What to do >>
Transcribe the passage on model compression below verbatim, starting at "Figures (6)" and ending at "by $k-1$ feed-forward sublayers.".

Given text >>
++++++++++++++++++++
With the rise and ubiquity of larger deep learning models, the need for high-quality compression techniques is growing in order to deploy these models widely. The sheer parameter count of these models makes it difficult to fit them into the memory constraints of different hardware. In this work, we present a novel approach to model compression by merging similar parameter groups within a model, rather than pruning away less important parameters. Specifically, we select, align, and merge separate feed-forward sublayers in Transformer models, and test our method on language modeling, image classification, and machine translation. With our method, we demonstrate performance comparable to the original models while combining more than a third of model feed-forward sublayers, and demonstrate improved performance over a strong layer-pruning baseline. For instance, we can remove over 21% of total parameters from a Vision Transformer, while maintaining 99% of its original performance. Additionally, we observe that some groups of feed-forward sublayers exhibit high activation similarity, which may help explain their surprising mergeability.

Figures (6)

• Figure 1: Overview of the feed-forward alignment and merging algorithm used to compress models in an example three layers of a Transformer. Multi-headed attention is abbreviated to MHA, feed-forward sublayers are depicted with $W^\text{in}$ and $W^\text{out}$ weights, and Add&Norm operations are depicted with $\bigoplus$, connected by arrows indicating residual connections. Permutation transformation matrices are shown as $P_i$. Our method includes a permutation finding step, applying the transformations, merging transformed parameters, and finally tying the merged parameters. By merging and tying $k$ feed-forwards, we can reduce the model size by $k-1$ feed-forward sublayers.
• Figure 2: Results across all three tasks depicting compression versus performance results. We include results from our main method, labeled as Permute FF Merge, as well as our method without permutation alignment, depicted as Vanilla FF Merge. We note that our method retains almost complete performance at one-third of feed-forward sublayers removed, across all tasks, and continues to retain high performance at one-half of FF sublayers removed.
• Figure 3: Results across all three tasks depicting compression versus performance for our method and a strong layer-dropping baseline method. We perform layer dropping for 1/6 and 1/3 of layers dropped, and fine-tune the best pre-tuned set of dropped layers for all sliding windows. Across the parameter reduction range shown, our merging-based compression method outperforms or matches layer-dropping across the three tasks.
• Figure 4: Performance curves over different ranges of merged feed-forward sublayers representing 1/3 FFs removed. Across all three tasks, there are clear ranges of merged sublayers that retain more performance when merged.
• Figure 5: CKA plots of feed-forward sublayer hidden states across three different models. In all three settings, we see clear regions of high similarity between different FF layers.
++++++++++++++++++++
Records >>
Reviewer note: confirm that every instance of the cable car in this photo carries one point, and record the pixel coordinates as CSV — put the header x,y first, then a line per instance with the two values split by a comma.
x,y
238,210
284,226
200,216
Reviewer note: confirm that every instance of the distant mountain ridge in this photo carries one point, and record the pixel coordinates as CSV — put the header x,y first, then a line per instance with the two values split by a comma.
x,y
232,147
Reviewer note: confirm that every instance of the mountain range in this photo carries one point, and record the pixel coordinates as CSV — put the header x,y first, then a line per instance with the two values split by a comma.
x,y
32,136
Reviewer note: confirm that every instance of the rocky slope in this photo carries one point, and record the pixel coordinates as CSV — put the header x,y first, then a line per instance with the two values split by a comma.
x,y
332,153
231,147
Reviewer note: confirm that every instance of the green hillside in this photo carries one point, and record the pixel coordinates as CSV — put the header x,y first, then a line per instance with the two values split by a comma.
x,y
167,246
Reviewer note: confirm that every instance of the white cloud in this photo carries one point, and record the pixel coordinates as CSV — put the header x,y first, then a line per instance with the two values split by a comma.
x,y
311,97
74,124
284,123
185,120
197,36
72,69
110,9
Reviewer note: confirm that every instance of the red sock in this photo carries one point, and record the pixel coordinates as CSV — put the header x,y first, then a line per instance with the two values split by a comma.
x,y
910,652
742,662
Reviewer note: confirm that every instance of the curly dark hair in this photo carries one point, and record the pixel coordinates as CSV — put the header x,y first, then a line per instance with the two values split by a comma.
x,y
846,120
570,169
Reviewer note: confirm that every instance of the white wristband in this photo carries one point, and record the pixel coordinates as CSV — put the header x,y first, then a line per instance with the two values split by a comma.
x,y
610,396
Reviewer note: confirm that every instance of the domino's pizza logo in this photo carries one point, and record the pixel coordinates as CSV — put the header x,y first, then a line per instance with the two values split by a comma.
++++++++++++++++++++
Answer to the task >>
Figures (6)

• Figure 1: Overview of the feed-forward alignment and merging algorithm used to compress models in an example three layers of a Transformer. Multi-headed attention is abbreviated to MHA, feed-forward sublayers are depicted with $W^\text{in}$ and $W^\text{out}$ weights, and Add&Norm operations are depicted with $\bigoplus$, connected by arrows indicating residual connections. Permutation transformation matrices are shown as $P_i$. Our method includes a permutation finding step, applying the transformations, merging transformed parameters, and finally tying the merged parameters. By merging and tying $k$ feed-forwards, we can reduce the model size by $k-1$ feed-forward sublayers.